CONSIGNE 1:
Répondez à ces questions d'après le récit de voyage :
(a) Jusqu'où l'eau monte-t-elle sur les chameaux ?
(b) Combien de Bédouins la caravane compte-t-elle ?
(c) À quelle heure la caravane atteint-elle les Fontaines de Moïse ?

TEXTE FOURNI:

* * * * * * * * *

L’eau est maintenant si basse que les chameaux en ont au plus jusqu’au ventre. C’est là que le Pharaon et son armée ont été engloutis.

On ne peut juger aujourd’hui de ce qu’était la mer Rouge en ces temps lointains. Elle s’étendait probablement jusqu’aux lacs amers : les sables du désert ont comblé le lit de la mer et refoulé les eaux.

Nous attendons nos gens à la Quarantaine. Il est midi quand nous montons sur nos dromadaires. Notre caravane se compose de huit chameaux, trois dromadaires, huit Bédouins, un cuisinier, et notre drogman Ali. Rien de plus modeste assurément : mais nous ne sommes que deux.

À trois heures nous atteignons les Fontaines de Moïse (Aïn-Mouça), dont nous cherchons et ne voyons aucune mention dans l’exode. Quelques petits jardins, enclos de barrières en palmier, avec une habitation en planches, forment dans ce lieu une espèce d’oasis où les bourgeois de Suez viennent se livrer au plaisir de la villégiature. Ce n’est ni Meudon, ni Auteuil, ni Richmond, mais il y a là de l’eau, et partant un peu de fraîcheur et d’ombrage. Je ne pense pas sans un profond sentiment de pitié que j’ai vu à Suez des gens qui ne savaient pas ce que c’est qu’un brin d’herbe, encore moins un arbre.

* * * * * * * * *

CONSIGNE 2:
Sélectionnez chacune des lignes des enregistrements ci-dessous où figure le mot "door". La casse compte.

DONNÉES:
* * * * * * * * *

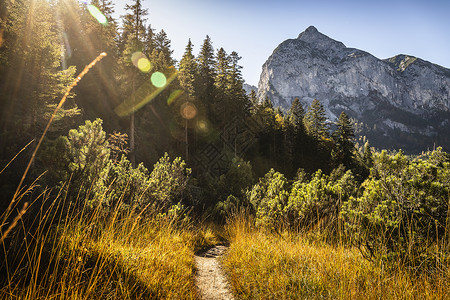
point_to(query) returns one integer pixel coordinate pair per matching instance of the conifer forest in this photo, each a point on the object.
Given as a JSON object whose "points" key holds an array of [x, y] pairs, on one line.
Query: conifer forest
{"points": [[120, 163]]}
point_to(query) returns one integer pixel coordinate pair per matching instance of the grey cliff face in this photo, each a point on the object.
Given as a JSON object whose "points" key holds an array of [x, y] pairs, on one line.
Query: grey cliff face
{"points": [[400, 96]]}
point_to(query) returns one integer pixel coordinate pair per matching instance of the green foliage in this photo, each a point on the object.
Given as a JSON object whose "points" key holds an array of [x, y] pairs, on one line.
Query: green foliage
{"points": [[268, 198], [87, 152], [404, 206], [168, 181], [315, 121], [188, 68], [232, 187], [319, 200], [122, 184], [343, 138]]}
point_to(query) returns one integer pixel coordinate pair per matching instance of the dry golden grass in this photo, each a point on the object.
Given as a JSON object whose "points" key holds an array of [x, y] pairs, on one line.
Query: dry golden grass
{"points": [[88, 256], [263, 265]]}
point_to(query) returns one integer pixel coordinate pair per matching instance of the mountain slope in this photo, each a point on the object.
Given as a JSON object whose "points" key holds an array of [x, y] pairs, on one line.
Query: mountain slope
{"points": [[401, 102]]}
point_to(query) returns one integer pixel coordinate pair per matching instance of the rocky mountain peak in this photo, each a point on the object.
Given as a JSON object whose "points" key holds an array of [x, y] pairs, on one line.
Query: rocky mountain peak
{"points": [[318, 40], [400, 102]]}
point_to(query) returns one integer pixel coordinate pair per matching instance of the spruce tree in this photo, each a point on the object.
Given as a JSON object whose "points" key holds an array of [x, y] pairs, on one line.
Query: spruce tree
{"points": [[296, 113], [343, 138], [149, 42], [133, 34], [315, 121], [187, 71], [205, 74], [162, 45], [241, 102]]}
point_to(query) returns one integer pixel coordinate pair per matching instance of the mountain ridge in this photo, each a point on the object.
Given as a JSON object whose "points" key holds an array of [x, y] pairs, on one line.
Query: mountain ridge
{"points": [[398, 96]]}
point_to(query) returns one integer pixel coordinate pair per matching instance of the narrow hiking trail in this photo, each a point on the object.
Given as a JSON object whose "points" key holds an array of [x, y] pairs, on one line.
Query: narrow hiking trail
{"points": [[210, 278]]}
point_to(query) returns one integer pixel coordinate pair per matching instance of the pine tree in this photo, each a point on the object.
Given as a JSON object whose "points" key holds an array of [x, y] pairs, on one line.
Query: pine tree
{"points": [[206, 74], [133, 22], [368, 155], [133, 34], [149, 42], [343, 138], [241, 101], [162, 45], [267, 103], [296, 113], [187, 71], [315, 121], [31, 55]]}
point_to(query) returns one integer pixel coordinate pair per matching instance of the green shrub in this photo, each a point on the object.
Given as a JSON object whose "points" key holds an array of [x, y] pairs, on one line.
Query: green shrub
{"points": [[404, 207], [319, 199], [268, 198], [231, 188]]}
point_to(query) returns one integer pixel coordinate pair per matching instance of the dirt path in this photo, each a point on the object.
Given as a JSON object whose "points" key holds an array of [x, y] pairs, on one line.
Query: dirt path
{"points": [[210, 277]]}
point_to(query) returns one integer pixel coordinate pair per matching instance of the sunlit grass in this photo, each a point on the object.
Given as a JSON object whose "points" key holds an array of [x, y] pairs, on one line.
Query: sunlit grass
{"points": [[264, 265], [85, 256]]}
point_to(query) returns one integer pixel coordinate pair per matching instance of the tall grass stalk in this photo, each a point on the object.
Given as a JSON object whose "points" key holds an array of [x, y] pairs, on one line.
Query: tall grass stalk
{"points": [[17, 193], [262, 264]]}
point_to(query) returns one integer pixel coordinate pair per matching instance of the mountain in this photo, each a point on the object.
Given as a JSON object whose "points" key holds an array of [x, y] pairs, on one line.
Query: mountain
{"points": [[248, 88], [401, 103]]}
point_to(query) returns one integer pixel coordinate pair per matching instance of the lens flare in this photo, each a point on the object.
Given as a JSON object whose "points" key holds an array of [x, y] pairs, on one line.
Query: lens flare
{"points": [[174, 96], [97, 14], [146, 93], [188, 111], [144, 65], [158, 79], [141, 62]]}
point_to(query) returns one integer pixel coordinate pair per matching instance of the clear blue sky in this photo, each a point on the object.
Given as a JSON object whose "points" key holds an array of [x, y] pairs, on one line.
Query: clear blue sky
{"points": [[255, 28]]}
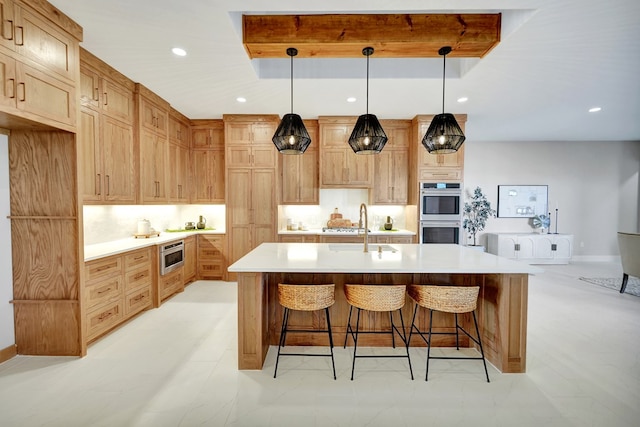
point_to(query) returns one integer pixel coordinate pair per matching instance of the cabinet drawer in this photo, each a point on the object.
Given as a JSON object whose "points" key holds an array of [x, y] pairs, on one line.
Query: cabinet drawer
{"points": [[103, 291], [136, 259], [104, 318], [137, 301], [137, 278], [102, 268]]}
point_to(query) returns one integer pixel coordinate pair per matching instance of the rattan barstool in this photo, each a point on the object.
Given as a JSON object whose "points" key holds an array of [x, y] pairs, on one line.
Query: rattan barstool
{"points": [[305, 298], [378, 298], [446, 299]]}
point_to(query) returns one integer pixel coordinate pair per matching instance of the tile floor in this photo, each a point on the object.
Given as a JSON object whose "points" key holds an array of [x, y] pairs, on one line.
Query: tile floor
{"points": [[176, 366]]}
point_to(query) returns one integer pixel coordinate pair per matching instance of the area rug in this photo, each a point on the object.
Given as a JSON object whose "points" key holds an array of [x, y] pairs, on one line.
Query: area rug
{"points": [[633, 285]]}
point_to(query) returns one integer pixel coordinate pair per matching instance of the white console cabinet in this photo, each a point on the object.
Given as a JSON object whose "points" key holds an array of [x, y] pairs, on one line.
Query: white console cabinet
{"points": [[532, 248]]}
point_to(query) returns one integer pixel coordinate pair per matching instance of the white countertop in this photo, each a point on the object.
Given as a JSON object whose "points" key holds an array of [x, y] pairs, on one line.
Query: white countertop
{"points": [[100, 250], [350, 258], [319, 232]]}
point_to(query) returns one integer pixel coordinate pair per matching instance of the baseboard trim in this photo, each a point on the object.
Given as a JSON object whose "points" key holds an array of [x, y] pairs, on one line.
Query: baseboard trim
{"points": [[8, 353], [596, 258]]}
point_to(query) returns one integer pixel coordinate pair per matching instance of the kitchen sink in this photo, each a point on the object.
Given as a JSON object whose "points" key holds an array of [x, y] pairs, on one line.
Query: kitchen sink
{"points": [[355, 247]]}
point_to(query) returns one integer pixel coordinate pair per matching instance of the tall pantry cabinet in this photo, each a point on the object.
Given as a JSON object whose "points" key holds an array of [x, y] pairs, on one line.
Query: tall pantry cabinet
{"points": [[251, 182], [45, 206]]}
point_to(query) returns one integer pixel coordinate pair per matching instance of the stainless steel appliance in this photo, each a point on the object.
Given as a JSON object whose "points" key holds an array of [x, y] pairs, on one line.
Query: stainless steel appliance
{"points": [[171, 256], [440, 201], [440, 232], [440, 212]]}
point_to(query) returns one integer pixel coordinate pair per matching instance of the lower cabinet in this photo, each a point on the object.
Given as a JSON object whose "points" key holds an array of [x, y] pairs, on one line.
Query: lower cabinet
{"points": [[532, 248], [171, 283], [211, 259], [116, 288]]}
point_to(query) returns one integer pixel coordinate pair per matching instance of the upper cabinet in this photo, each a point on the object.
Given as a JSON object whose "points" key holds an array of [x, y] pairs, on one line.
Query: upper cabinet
{"points": [[39, 54], [391, 166], [153, 118], [105, 132], [300, 172], [340, 167]]}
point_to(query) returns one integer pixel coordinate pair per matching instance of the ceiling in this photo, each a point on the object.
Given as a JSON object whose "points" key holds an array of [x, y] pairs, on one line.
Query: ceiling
{"points": [[556, 59]]}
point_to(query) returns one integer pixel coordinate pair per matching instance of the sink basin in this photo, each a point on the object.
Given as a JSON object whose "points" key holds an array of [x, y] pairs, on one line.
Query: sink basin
{"points": [[359, 247]]}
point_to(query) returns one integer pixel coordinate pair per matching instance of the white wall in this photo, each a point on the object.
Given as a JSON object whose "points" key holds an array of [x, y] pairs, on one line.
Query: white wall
{"points": [[7, 334], [596, 186]]}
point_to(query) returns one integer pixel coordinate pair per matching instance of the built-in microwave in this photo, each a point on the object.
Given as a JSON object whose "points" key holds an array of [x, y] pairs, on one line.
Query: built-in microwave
{"points": [[171, 256], [440, 201], [440, 232]]}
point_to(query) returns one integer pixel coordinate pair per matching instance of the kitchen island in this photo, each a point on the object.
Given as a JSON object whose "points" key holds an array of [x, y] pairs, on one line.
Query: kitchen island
{"points": [[502, 305]]}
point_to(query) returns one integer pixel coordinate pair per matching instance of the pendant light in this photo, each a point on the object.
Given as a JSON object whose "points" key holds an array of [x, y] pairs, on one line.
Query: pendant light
{"points": [[367, 136], [291, 137], [444, 135]]}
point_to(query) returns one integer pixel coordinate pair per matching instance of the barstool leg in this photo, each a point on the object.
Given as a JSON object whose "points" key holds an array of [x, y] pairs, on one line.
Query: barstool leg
{"points": [[406, 342], [333, 365], [426, 376], [283, 329], [475, 322], [457, 336], [393, 337], [355, 344], [346, 334]]}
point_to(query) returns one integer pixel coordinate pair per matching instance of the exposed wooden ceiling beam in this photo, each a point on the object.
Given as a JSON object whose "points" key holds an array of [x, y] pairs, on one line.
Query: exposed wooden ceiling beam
{"points": [[391, 35]]}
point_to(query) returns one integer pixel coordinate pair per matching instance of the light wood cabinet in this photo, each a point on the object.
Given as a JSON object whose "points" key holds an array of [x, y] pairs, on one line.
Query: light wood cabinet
{"points": [[251, 182], [179, 161], [179, 128], [207, 134], [39, 48], [170, 284], [211, 259], [300, 180], [190, 259], [207, 161], [391, 166], [208, 172], [152, 115], [116, 288], [106, 133], [340, 167]]}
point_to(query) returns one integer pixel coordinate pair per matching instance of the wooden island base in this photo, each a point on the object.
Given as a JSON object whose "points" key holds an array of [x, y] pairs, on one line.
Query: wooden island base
{"points": [[502, 314]]}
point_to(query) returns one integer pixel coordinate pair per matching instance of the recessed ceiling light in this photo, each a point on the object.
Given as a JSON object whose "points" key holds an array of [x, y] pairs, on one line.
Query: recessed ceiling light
{"points": [[179, 51]]}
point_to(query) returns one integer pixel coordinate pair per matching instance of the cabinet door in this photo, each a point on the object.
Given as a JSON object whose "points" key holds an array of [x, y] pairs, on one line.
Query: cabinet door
{"points": [[91, 167], [152, 158], [39, 93], [89, 87], [178, 180], [119, 171], [117, 101], [42, 42]]}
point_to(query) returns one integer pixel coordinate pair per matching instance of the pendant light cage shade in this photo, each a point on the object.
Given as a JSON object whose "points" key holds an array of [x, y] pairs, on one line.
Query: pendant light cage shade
{"points": [[367, 136], [444, 134], [291, 137]]}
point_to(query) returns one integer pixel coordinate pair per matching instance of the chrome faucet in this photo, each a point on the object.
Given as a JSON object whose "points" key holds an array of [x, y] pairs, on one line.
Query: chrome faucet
{"points": [[363, 209]]}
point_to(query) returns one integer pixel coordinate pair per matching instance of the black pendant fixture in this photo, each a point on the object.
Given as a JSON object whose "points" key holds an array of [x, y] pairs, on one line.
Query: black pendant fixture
{"points": [[367, 136], [444, 135], [291, 137]]}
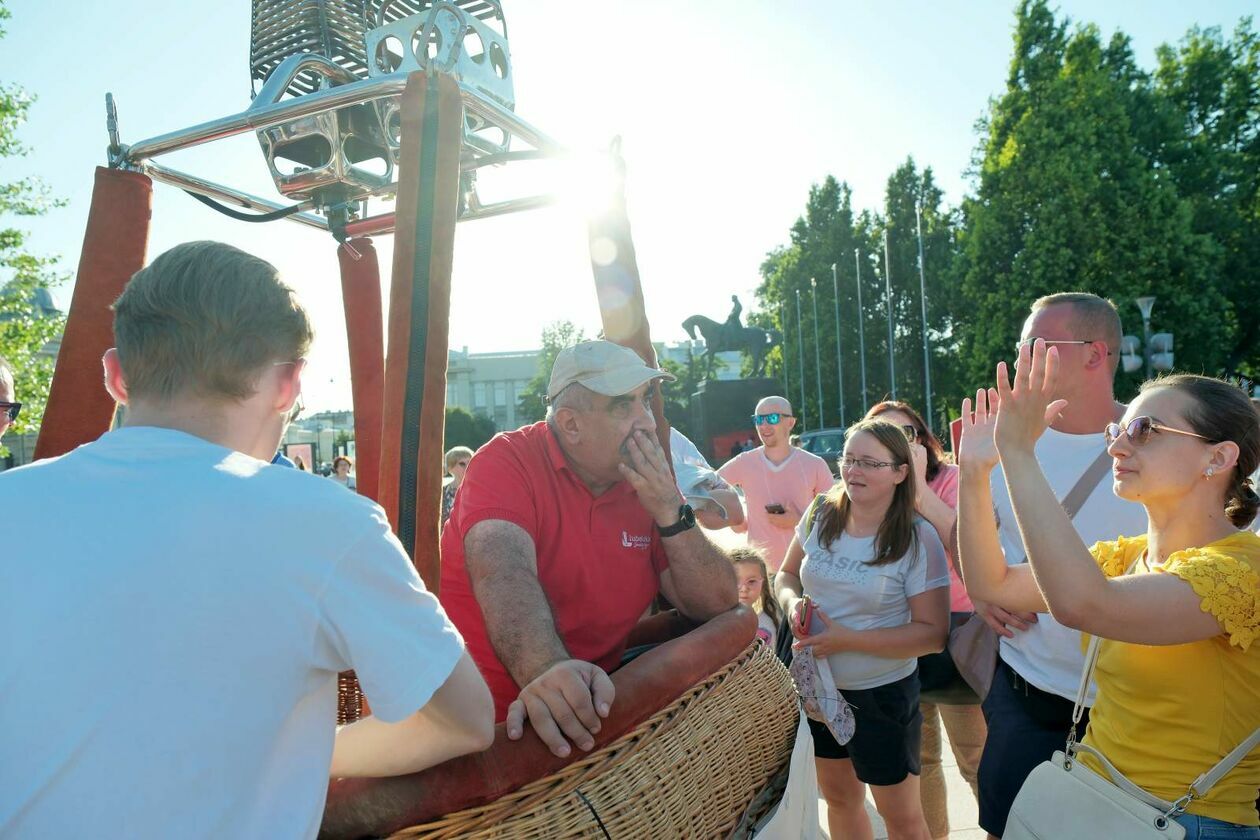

* * * * * * * * *

RÉPONSE 1:
(a) Au plus jusqu'au ventre.
(b) Huit.
(c) À trois heures.

RÉPONSE 2:
point_to(query) returns one integer pixel coordinate pair per matching instance of the cabinet door in this photo, each a point on the object.
Query: cabinet door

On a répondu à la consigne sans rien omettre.